» **Exercise requirements**
Write out precisely the lines beginning with the line that contains "Objective: locate each instance of the stone window" and ending with the last line of the entries, and no other lines.

» **Data excerpts**

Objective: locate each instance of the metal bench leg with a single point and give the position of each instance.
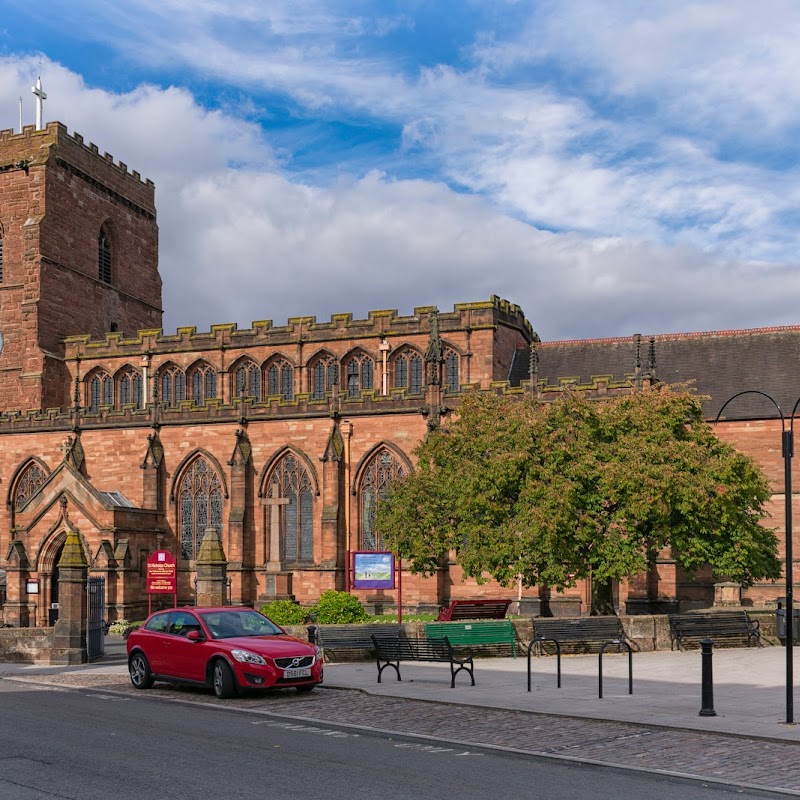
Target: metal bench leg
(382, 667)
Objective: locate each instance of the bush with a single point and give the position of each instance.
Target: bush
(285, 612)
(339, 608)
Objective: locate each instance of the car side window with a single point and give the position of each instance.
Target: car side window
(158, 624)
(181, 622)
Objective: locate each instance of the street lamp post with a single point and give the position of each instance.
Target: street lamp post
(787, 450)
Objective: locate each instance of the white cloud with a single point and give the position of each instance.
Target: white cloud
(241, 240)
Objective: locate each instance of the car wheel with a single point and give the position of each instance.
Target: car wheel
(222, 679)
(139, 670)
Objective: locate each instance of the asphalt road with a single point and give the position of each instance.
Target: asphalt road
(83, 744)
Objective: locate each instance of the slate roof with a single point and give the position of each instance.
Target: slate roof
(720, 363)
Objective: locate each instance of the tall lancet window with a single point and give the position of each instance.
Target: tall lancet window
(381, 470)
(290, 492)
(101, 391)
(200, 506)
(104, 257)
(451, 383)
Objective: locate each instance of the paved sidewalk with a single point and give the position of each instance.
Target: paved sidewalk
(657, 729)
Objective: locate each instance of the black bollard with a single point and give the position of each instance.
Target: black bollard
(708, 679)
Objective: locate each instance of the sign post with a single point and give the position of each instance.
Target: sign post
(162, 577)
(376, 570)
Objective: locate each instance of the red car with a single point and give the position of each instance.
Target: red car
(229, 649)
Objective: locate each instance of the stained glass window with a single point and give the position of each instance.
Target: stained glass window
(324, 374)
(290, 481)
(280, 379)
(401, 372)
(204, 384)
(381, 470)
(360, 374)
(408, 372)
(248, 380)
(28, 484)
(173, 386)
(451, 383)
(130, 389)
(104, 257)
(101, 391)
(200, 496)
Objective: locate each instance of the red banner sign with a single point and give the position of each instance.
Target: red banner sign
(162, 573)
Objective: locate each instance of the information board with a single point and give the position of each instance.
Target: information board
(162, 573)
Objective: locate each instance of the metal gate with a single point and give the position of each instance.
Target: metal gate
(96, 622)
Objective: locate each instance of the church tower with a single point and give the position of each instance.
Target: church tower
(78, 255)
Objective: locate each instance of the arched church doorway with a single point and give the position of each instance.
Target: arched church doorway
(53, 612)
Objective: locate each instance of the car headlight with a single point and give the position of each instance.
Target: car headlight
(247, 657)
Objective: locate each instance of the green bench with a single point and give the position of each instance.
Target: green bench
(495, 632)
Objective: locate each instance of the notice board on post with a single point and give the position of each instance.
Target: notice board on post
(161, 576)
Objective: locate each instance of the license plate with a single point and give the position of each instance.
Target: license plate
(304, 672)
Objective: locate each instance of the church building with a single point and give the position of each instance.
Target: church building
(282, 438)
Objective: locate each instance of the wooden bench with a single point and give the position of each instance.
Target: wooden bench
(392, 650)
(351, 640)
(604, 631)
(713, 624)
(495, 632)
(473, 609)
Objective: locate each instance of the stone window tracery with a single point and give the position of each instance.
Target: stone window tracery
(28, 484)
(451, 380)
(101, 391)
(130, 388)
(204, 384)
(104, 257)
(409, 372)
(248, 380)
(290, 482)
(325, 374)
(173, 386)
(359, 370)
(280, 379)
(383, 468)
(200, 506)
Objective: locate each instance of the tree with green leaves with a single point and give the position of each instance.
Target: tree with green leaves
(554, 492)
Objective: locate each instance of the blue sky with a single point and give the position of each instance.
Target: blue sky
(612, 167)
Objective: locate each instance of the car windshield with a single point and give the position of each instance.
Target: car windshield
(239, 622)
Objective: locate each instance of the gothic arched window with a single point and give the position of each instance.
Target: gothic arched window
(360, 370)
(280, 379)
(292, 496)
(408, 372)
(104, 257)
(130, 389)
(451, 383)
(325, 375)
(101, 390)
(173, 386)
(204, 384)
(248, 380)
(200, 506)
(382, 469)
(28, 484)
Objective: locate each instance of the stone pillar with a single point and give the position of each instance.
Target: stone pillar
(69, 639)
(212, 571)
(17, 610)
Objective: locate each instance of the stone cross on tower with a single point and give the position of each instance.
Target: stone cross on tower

» **Task response**
Objective: locate each instance of the stone window tracery with a single point and give the position of each instance.
Target: stone window tracery
(28, 484)
(451, 380)
(101, 391)
(130, 388)
(204, 384)
(104, 257)
(409, 372)
(248, 380)
(290, 482)
(325, 374)
(173, 386)
(359, 370)
(280, 379)
(383, 468)
(200, 506)
Objective: locate each instance of the tree with green leaves with a single point and give the position of each instance.
Target: tree with green leaves
(554, 492)
Objective: locate each instance of the blue sky with a single point and give the position of each instance.
Target: blue sky
(612, 167)
Objective: locate each instance of the car windshield with a single point and give the position of each instance.
Target: car windshield
(239, 622)
Objective: locate each instance of the gothic arched window with a single point and give the position of each instance.
Target: gothic arched window
(360, 370)
(280, 379)
(292, 496)
(408, 372)
(104, 257)
(130, 389)
(451, 383)
(325, 375)
(101, 390)
(173, 386)
(204, 384)
(248, 380)
(200, 506)
(382, 469)
(28, 484)
Objective: locate each instance of the stone pillar with a single point and give the position of each instance.
Target: stone pillar
(69, 639)
(212, 571)
(17, 610)
Objective: locate each instance of the stone cross on tower with a single point and give the position of each instance.
Target: stone cross on tower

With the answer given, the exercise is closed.